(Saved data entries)
********

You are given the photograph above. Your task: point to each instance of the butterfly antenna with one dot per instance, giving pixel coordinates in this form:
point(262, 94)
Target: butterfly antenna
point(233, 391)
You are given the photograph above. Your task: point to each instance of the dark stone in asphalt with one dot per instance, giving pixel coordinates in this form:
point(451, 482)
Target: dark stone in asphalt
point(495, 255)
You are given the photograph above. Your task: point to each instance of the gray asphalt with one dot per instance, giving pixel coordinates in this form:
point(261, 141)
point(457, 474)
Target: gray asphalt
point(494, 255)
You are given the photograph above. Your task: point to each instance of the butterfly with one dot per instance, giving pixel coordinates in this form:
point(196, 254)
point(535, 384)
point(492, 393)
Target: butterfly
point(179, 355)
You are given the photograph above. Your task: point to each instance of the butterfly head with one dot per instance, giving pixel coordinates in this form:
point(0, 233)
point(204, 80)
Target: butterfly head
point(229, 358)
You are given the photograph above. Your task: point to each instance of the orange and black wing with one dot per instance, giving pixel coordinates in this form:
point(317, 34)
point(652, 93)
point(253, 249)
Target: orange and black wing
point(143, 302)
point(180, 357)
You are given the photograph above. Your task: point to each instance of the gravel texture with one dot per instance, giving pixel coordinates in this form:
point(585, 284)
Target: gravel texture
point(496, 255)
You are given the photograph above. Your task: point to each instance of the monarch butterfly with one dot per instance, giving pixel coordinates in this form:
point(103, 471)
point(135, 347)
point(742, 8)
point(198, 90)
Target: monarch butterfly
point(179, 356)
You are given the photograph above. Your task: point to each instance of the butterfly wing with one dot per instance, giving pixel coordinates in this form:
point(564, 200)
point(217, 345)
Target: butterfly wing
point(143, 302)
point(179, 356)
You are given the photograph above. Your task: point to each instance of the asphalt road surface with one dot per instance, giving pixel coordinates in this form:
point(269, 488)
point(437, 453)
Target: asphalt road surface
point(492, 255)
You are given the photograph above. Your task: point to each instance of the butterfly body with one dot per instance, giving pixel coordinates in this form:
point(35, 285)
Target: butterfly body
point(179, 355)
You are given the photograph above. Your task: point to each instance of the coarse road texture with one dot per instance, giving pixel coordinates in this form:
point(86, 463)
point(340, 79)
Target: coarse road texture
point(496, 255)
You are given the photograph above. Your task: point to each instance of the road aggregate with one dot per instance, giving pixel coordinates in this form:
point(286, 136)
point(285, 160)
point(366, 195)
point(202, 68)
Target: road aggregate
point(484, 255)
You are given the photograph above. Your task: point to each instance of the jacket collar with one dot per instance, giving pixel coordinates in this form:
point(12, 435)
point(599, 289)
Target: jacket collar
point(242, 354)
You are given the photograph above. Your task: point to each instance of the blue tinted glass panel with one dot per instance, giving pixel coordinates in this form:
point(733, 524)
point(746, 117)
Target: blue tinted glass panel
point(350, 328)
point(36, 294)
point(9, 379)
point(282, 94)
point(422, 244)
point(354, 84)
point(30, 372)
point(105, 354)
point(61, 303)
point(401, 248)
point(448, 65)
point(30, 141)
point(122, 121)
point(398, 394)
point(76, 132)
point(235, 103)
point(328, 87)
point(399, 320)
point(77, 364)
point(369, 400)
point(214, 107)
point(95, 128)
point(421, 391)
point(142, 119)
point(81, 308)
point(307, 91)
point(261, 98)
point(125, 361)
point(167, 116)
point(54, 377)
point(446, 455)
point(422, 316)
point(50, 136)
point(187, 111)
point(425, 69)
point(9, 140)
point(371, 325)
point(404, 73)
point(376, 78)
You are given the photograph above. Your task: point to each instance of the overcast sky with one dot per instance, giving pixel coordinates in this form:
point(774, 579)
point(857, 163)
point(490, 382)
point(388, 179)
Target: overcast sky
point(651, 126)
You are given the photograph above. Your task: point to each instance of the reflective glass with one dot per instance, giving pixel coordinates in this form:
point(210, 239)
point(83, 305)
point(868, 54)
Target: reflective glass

********

→ EXERCISE DIRECTIONS: Please write out all of the records above word for word, leaving nothing out and changing nothing.

→ TASK OUTPUT:
You are given the photograph above. Your task: point to each instance of the butterfly antenna with one dot per instance, giving pixel coordinates in this form:
point(262, 94)
Target: butterfly antenna
point(233, 391)
You are given the photograph above. Your task: point to each instance of the dark stone in asphalt with one dot per instance, giving pixel coordinates in this form:
point(451, 482)
Target: dark stone in asphalt
point(495, 255)
You are given the photograph above. Your task: point to each instance of the gray asphalt with one dot per instance, giving pixel coordinates in this form:
point(261, 141)
point(457, 474)
Target: gray asphalt
point(494, 255)
You are given the photograph above. Your task: point to each instance of the butterfly with one dot per instance, giving pixel coordinates in this form:
point(196, 254)
point(535, 384)
point(492, 393)
Target: butterfly
point(179, 355)
You are given the photograph above. Your task: point to each instance of the butterfly head with one dot per instance, giving pixel coordinates in this form:
point(0, 233)
point(204, 80)
Target: butterfly head
point(229, 358)
You are given the photograph above. Your task: point to each instance of the orange and black wing with one dot per instance, giving pixel coordinates in this form:
point(317, 34)
point(652, 93)
point(253, 249)
Target: orange and black wing
point(143, 302)
point(180, 357)
You are given the photograph above. Your task: point to each instance of the gravel texture with one dot per instance, giving pixel coordinates in this form:
point(585, 284)
Target: gravel texture
point(496, 255)
You are given the photograph above. Your task: point to each instance of the monarch butterfly with one dot per instance, giving pixel coordinates in this form:
point(103, 471)
point(135, 347)
point(742, 8)
point(198, 90)
Target: monarch butterfly
point(179, 356)
You are given the photograph above. Your task: point to each instance of the butterfly wing with one dot per instance, giving pixel coordinates in this form:
point(564, 200)
point(217, 345)
Target: butterfly wing
point(143, 302)
point(179, 356)
You are given the photograph above. Your task: point to each instance of the asphalt road surface with one dot per instance, giving pixel coordinates in this form:
point(269, 488)
point(437, 453)
Target: asphalt road surface
point(492, 255)
You are given the photograph above. Your task: point to each instance of the butterfly body with one dot per instance, giving pixel coordinates in this form:
point(35, 285)
Target: butterfly body
point(179, 355)
You are given the photograph above. Your task: point to each instance of the coarse road texture with one dot per instance, giving pixel coordinates in this form:
point(86, 463)
point(340, 79)
Target: coarse road texture
point(496, 255)
You are given the photograph above. Your task: point to each instance of the road aggregate with one dot per instance, giving pixel coordinates in this form:
point(286, 136)
point(285, 160)
point(366, 195)
point(202, 68)
Target: road aggregate
point(484, 255)
You are given the photograph above. Your task: point to each instance of the jacket collar with one dot per instance, giving pixel coordinates in this form:
point(12, 435)
point(599, 289)
Target: jacket collar
point(242, 354)
You are given the photograph above. Your task: point to each instance of the blue tinted glass panel with one dot per instance, giving pixel coordinates in this form:
point(733, 524)
point(746, 117)
Target: blue tinted glass panel
point(350, 328)
point(36, 294)
point(9, 379)
point(282, 94)
point(422, 244)
point(354, 84)
point(30, 372)
point(105, 354)
point(61, 303)
point(401, 248)
point(448, 65)
point(30, 141)
point(122, 121)
point(398, 394)
point(76, 132)
point(235, 103)
point(328, 87)
point(399, 320)
point(77, 364)
point(369, 400)
point(214, 107)
point(95, 128)
point(421, 391)
point(142, 119)
point(81, 308)
point(307, 91)
point(261, 98)
point(125, 361)
point(167, 116)
point(54, 377)
point(446, 455)
point(422, 316)
point(50, 136)
point(187, 111)
point(425, 69)
point(9, 140)
point(371, 325)
point(404, 73)
point(376, 78)
You are given the photograph above. Your task: point to each instance of the overcast sky with one dot per instance, giving pixel coordinates in this form:
point(774, 579)
point(857, 163)
point(490, 382)
point(388, 179)
Target: overcast sky
point(651, 126)
You are given the photograph above. Your task: point to each instance of the reflective glass with one dot per instance, giving pixel coordinates in this form:
point(210, 239)
point(83, 305)
point(868, 54)
Target: reflective glass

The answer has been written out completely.